> **TASK INSTRUCTIONS**:
[1] Answer these questions about the wisdom teeth thread.
(a) How many days after surgery was drdoak riding?
(b) What did laxman2001 get during the extraction?
(c) How many of jmorgan6161's teeth were pulled?
[2] Translate this sentence from the wisdom teeth thread into Spanish: "Wisdom teeth weren't letting the other teeth in."
[3] Extend the wisdom teeth thread with new writing that follows its final post.

> **EXCERPT PROVIDED**:
+ + + + +

# Wisdom Teeth



## Gordonovski (Jun 28, 2009)

Well I'm getting my wisdom teeth taken out tomorrow. What a joy! :madman: 

Just wondering how long it took others to recover and get back on the bike. Hopefully hitting the trails again next week, if time allows.


----------



## drdoak (Feb 7, 2005)

Wisdom teeth are usually pretty easy. You'll feel funky from the anesthesia for a day or two, but you should be back quickly. I only had two teeth taken out (the other two were mysteriously not there) and was riding 2 days after surgery.

Take a couple days off, watch some movies, and enjoy the pain meds!


----------



## Brentster (Jun 17, 2007)

The anesthesia nearly killed me. Imagine throwing up ALL night to the point of dry heaving, meanwhile, you're missing 4 teeth and bleeding. The sickest I've ever been.


----------



## Gordonovski (Jun 28, 2009)

That happened to me last night. Slept basically all night and then woke up and had to go take a leak. Ended up throwing up blood and other oddly coloured liquid. Worst pain I've ever felt in my mouth. Ever.


----------



## highdelll (Oct 3, 2008)

Anesthesia? what's that?
I had mine taken out under local - oh yeah, they were impacted too (below surface)
I was fine the next day - sounds awful though when they get pulled... though you nancy 'anesthesia' boys wouldn't know it -


----------



## Gordonovski (Jun 28, 2009)

They basically had to use anesthesia. After getting my wisdom teeth out they moved around some other teeth and pulled them up to the surface of the gum. Wisdom teeth weren't letting the other teeth in. And yeah, I have had multiple teeth pulled without anesthesia.


----------



## ebarker9 (Jul 10, 2006)

Definitely 2-3 days of significant discomfort, followed by a week or two of things feeling weird/slight discomfort, followed by a few months of your teeth shifting slightly. Riding? You could probably ride 3-4 days after, depending on how much bleeding there is and how much you enjoy riding with gauze in your mouth.


----------



## William_Cannon (May 5, 2009)

It really depends on what they had to do to get them out.


----------



## jmorgan6161 (Mar 13, 2008)

you'll be fine..i had all 4 of mine pulled and was good to go in about 3 days, even with gobbling up pain meds...


----------



## laxman2001 (Jun 1, 2009)

STBY.

I got laughing gas. The pain was mostly gone by the next morning, just a coppery taste in my mouth for a few days. 2 teeth were impacted, 2 weren't.

+ + + + +

[Items in a dataset]

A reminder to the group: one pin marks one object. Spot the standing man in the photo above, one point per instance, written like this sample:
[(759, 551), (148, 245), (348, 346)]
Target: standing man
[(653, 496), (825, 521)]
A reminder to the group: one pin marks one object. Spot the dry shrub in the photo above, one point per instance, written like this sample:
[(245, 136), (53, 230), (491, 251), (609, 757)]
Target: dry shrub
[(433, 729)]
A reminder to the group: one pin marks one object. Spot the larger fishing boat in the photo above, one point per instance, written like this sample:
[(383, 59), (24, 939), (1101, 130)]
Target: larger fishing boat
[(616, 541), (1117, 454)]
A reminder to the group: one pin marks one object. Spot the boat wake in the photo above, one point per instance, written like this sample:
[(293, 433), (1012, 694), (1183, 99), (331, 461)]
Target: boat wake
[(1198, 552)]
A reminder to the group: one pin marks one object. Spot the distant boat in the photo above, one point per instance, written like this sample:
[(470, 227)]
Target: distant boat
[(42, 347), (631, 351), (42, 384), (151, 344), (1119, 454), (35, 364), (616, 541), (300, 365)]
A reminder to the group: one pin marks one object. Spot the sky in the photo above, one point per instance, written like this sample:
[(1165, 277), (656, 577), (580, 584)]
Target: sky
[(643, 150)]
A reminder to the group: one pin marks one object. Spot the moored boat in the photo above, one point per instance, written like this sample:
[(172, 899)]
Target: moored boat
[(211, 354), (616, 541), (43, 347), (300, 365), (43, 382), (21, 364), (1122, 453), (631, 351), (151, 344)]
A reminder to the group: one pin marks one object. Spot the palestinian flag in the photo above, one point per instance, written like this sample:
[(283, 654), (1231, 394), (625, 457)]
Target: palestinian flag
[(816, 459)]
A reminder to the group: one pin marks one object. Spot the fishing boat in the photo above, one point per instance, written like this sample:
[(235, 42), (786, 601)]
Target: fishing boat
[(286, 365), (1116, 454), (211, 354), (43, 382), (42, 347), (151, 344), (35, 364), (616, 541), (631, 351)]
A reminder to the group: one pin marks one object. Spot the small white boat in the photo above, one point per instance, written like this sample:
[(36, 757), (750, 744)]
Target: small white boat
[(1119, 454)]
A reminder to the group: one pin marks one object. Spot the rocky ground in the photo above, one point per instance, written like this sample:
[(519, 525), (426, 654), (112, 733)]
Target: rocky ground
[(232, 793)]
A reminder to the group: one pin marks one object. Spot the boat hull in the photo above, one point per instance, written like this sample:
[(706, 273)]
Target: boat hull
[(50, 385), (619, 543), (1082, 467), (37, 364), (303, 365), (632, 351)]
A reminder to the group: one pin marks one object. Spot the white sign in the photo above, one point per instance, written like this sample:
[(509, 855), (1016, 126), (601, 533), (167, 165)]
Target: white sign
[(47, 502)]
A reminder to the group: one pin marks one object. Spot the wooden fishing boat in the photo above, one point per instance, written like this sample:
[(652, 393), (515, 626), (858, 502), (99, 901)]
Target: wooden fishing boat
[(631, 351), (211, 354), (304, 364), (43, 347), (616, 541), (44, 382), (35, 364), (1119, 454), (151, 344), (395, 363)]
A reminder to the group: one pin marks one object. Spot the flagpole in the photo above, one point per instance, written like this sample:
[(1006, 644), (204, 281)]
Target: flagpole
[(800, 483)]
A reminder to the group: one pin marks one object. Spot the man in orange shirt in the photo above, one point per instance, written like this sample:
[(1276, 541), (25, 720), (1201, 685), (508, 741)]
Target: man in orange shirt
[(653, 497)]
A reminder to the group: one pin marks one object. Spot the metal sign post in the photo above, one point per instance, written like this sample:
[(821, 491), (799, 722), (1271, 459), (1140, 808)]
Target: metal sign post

+ + + + +

> **TASK-BY-TASK ANSWERS**:
[1]
(a) 2 days
(b) Laughing gas
(c) All 4

[2] Las muelas del juicio no dejaban entrar a los otros dientes.

[3]
----------



## BadHabit (Jan 12, 2004)

Gordonovski said:


> Just wondering how long it took others to recover and get back on the bike.


1969; I self-medicated for that one. Could hardly say my name at the desk.

Doc said "Hmm..you're my best patient ever."

I smiled.

Was pretty hungry at home and tore open the stitches. Doc was less happy with me at 3 a.m. to stop the bleeding.

Ah well. Even the dentist's dentist son has retired.


----------



## spec306 (Sep 30, 2007)

Stay away from anesthesia........made me really sick as well from other surgery's for several days. I wouldn't bother with laughing gas either. I had all 4 impacted (1 infected) wisdom teeth pulled with only Novocaine and it wasn't that bad. Small suggestion -- bring lip balm or Vaseline and slather it on before the doc gets started -- they will be working in there for a long time and it helps keep you from getting really chapped. You may have minor bleeding for a day or two and your jaw will be sore for a few days but should not be that bad. Stay away from aspirin as that is a blood thinner and may prolong the bleeding.


----------



## laxman2001 (Jun 1, 2009)

naw laughing gas is the ****.


----------



## spec306 (Sep 30, 2007)

laxman2001 said:


> naw laughing gas is the ****.


It is fun for sure but like anything else there are risks. I know of at least one doctor that killed a patient in the chair with too much Nitrous Oxide. If you really want to have fun with Nitrous gas simply get some whippet cartridges.


----------



## Lawson Raider (Jul 24, 2006)

I had 4 wisdom teeth taken out at once back years ago, 3 days I was good to go. I do have a 5th wisdom tooth that the doc said he could take out but it was up in the skull a bit, I said, Heck no, I'll come back if it hurts.


----------



## highdelll (Oct 3, 2008)

Lawson Raider said:


> I had 4 wisdom teeth taken out at once back years ago, 3 days I was good to go. I do have a 5th wisdom tooth that the doc said he could take out but it was up in the skull a bit, I said, Heck no, I'll come back if it hurts.


5??
what are you some kind of freak?!
:yikes: :lol:


----------



## HEMIjer (Jul 17, 2008)

Just got mine out, no anesthesia but took doc 2x as long as normal due to deep impacation on lowers. Seems 3-4 days might ok to ride so hopefully at least the road Sunday.



Did you all take 2-3 days to work back to longer rougher rides or just hit it?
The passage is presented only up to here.